* Your goal
The entire listing is to be repeated verbatim.

[Dataset records about object locations]
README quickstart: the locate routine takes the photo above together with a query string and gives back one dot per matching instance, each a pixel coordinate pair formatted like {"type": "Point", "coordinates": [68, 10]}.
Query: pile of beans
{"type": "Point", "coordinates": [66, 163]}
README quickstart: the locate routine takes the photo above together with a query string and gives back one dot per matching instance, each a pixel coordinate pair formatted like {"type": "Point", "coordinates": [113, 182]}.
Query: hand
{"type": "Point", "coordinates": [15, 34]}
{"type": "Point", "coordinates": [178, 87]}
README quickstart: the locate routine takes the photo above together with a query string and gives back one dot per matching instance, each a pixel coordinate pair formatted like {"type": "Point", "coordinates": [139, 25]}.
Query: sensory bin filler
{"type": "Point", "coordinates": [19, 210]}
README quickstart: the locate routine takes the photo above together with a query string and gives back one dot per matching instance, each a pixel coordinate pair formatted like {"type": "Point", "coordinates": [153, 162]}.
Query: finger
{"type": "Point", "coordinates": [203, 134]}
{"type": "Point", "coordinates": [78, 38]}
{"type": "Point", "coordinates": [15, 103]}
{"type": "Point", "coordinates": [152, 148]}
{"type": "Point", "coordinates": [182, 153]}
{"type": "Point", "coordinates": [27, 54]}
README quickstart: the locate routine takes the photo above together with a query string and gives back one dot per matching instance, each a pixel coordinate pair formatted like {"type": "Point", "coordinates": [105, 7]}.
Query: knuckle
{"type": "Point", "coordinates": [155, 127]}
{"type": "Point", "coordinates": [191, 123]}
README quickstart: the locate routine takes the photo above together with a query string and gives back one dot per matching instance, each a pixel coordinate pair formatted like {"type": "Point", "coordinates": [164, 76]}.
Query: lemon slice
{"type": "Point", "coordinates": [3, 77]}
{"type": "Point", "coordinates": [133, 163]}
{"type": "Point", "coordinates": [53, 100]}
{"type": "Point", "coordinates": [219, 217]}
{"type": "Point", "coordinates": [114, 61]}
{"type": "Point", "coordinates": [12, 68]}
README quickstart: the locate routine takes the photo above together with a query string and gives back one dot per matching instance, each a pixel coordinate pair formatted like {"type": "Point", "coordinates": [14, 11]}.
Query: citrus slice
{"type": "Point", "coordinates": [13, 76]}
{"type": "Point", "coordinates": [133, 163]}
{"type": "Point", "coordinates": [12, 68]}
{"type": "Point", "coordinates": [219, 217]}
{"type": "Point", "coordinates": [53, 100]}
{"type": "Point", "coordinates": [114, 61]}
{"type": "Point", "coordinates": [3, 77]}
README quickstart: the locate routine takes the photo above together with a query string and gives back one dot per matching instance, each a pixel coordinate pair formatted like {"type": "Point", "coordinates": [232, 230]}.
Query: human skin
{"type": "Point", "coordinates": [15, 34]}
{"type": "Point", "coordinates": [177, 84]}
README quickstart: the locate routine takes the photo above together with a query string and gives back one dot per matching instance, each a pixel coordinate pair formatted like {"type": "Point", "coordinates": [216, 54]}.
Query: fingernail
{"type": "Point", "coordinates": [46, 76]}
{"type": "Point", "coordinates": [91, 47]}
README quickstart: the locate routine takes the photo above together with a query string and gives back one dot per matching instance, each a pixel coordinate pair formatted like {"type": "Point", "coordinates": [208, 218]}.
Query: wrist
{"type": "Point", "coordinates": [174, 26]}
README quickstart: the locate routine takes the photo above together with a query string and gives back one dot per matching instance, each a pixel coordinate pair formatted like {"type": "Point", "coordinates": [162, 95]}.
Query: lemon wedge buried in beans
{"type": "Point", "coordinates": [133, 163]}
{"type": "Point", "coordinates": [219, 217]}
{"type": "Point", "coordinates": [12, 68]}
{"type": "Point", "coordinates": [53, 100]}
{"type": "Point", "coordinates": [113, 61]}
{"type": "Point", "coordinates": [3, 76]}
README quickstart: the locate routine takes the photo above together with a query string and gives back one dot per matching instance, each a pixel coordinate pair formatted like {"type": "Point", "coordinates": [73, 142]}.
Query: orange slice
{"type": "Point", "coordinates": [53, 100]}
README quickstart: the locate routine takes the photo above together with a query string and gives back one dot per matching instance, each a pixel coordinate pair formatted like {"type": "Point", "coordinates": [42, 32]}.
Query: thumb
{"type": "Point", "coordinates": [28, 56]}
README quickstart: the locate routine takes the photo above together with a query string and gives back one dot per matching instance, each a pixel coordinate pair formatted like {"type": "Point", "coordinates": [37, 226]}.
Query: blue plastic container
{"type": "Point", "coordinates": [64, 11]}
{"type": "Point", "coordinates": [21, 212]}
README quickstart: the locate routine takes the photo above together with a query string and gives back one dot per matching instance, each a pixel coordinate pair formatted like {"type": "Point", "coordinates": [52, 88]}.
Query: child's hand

* The reply
README quickstart: the locate routine takes the photo above together with a query string and gives back one dot per matching instance, each a pixel coordinate pair formatted like {"type": "Point", "coordinates": [68, 10]}.
Query: pile of beans
{"type": "Point", "coordinates": [66, 163]}
README quickstart: the locate routine takes the photo above together with a query string and gives back one dot per matching instance, each a pixel coordinate pair formatted like {"type": "Point", "coordinates": [113, 182]}.
Query: hand
{"type": "Point", "coordinates": [15, 34]}
{"type": "Point", "coordinates": [178, 87]}
README quickstart: the locate routine takes the photo above together with a query string and gives back one dot per matching instance, each a pixel coordinate pair formatted like {"type": "Point", "coordinates": [139, 25]}.
Query: sensory bin filler
{"type": "Point", "coordinates": [19, 210]}
README quickstart: the locate routine takes the photo above together with a query string and gives back one dot per matching instance, each a pixel coordinate pair formatted like {"type": "Point", "coordinates": [153, 162]}.
Query: finger
{"type": "Point", "coordinates": [203, 134]}
{"type": "Point", "coordinates": [78, 38]}
{"type": "Point", "coordinates": [15, 103]}
{"type": "Point", "coordinates": [152, 148]}
{"type": "Point", "coordinates": [182, 153]}
{"type": "Point", "coordinates": [27, 54]}
README quickstart: the locate routine takes the photo above together with a query string and gives back one dot per matching instance, each a pixel coordinate pair formatted like {"type": "Point", "coordinates": [105, 7]}.
Query: knuckle
{"type": "Point", "coordinates": [155, 127]}
{"type": "Point", "coordinates": [191, 123]}
README quickstart: the locate routine takes the photo above together with a query string and gives back one dot per matching instance, each a pixel coordinate pair formatted like {"type": "Point", "coordinates": [164, 76]}.
Query: lemon slice
{"type": "Point", "coordinates": [3, 77]}
{"type": "Point", "coordinates": [133, 163]}
{"type": "Point", "coordinates": [53, 100]}
{"type": "Point", "coordinates": [219, 217]}
{"type": "Point", "coordinates": [114, 61]}
{"type": "Point", "coordinates": [12, 68]}
README quickstart: the locate routine takes the photo above together with a query string and gives back one dot per matching instance, each a pixel coordinate pair formatted like {"type": "Point", "coordinates": [14, 11]}.
Query: citrus slice
{"type": "Point", "coordinates": [13, 76]}
{"type": "Point", "coordinates": [133, 163]}
{"type": "Point", "coordinates": [12, 68]}
{"type": "Point", "coordinates": [219, 217]}
{"type": "Point", "coordinates": [53, 100]}
{"type": "Point", "coordinates": [114, 61]}
{"type": "Point", "coordinates": [3, 77]}
README quickstart: the locate routine takes the photo above together with a query string and gives back one dot per matching instance, each a pixel coordinate pair formatted like {"type": "Point", "coordinates": [232, 230]}.
Query: human skin
{"type": "Point", "coordinates": [15, 34]}
{"type": "Point", "coordinates": [177, 84]}
README quickstart: the locate routine takes the photo above together with a query string and gives back one dot per matching instance, each a pixel coordinate pair formatted like {"type": "Point", "coordinates": [216, 54]}.
Query: fingernail
{"type": "Point", "coordinates": [46, 76]}
{"type": "Point", "coordinates": [91, 47]}
README quickstart: the locate routine takes the photo above together with a query string and gives back one dot per matching instance, each a pixel coordinate pair formatted like {"type": "Point", "coordinates": [208, 218]}.
Query: wrist
{"type": "Point", "coordinates": [174, 26]}
README quickstart: the locate routine takes the photo above together with a query string and gives back one dot per matching instance, each a pixel coordinate pair formatted like {"type": "Point", "coordinates": [162, 95]}.
Query: lemon wedge buried in beans
{"type": "Point", "coordinates": [133, 163]}
{"type": "Point", "coordinates": [219, 217]}
{"type": "Point", "coordinates": [12, 68]}
{"type": "Point", "coordinates": [53, 100]}
{"type": "Point", "coordinates": [113, 61]}
{"type": "Point", "coordinates": [3, 76]}
README quickstart: the locate routine takes the photo above together with a query string and gives back one dot per matching instance, each a pixel coordinate pair formatted like {"type": "Point", "coordinates": [73, 142]}.
Query: orange slice
{"type": "Point", "coordinates": [53, 100]}
README quickstart: the locate routine takes the photo above together with a query string and gives back one dot per matching instance, each a pixel coordinate pair formatted like {"type": "Point", "coordinates": [42, 32]}.
Query: thumb
{"type": "Point", "coordinates": [28, 56]}
README quickstart: the locate routine takes the photo above together with a query string and gives back one dot per matching instance, each a pixel coordinate pair formatted like {"type": "Point", "coordinates": [37, 226]}.
Query: blue plastic container
{"type": "Point", "coordinates": [64, 11]}
{"type": "Point", "coordinates": [21, 212]}
README quickstart: the locate routine takes the photo above together with a query string and gives back one dot per matching instance, each a pixel coordinate pair formatted like {"type": "Point", "coordinates": [52, 88]}.
Query: child's hand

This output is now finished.